**REQUEST**
Rewrite the lines of each item below as a JSON list of strings, one string per line, with blank lines left out, and do this for every item. Leave the pictures out of your answer.

**SUPPLIED DATA**

-- BEGIN --

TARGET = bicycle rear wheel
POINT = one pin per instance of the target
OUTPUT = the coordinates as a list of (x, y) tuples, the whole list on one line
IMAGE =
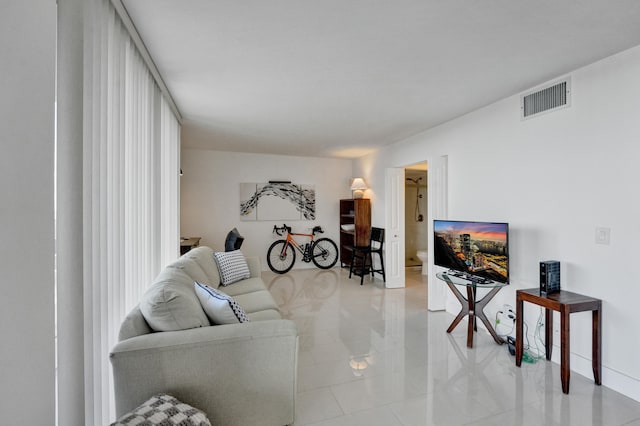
[(281, 257), (324, 253)]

-- END --

**FINISHED ANSWER**
[
  "TARGET = bicycle rear wheel",
  "POINT = one pin per instance of the target",
  "OUTPUT = the coordinates as a list of (x, y) tuples, the whole list on one line",
  "IMAGE =",
  "[(281, 257), (324, 253)]"
]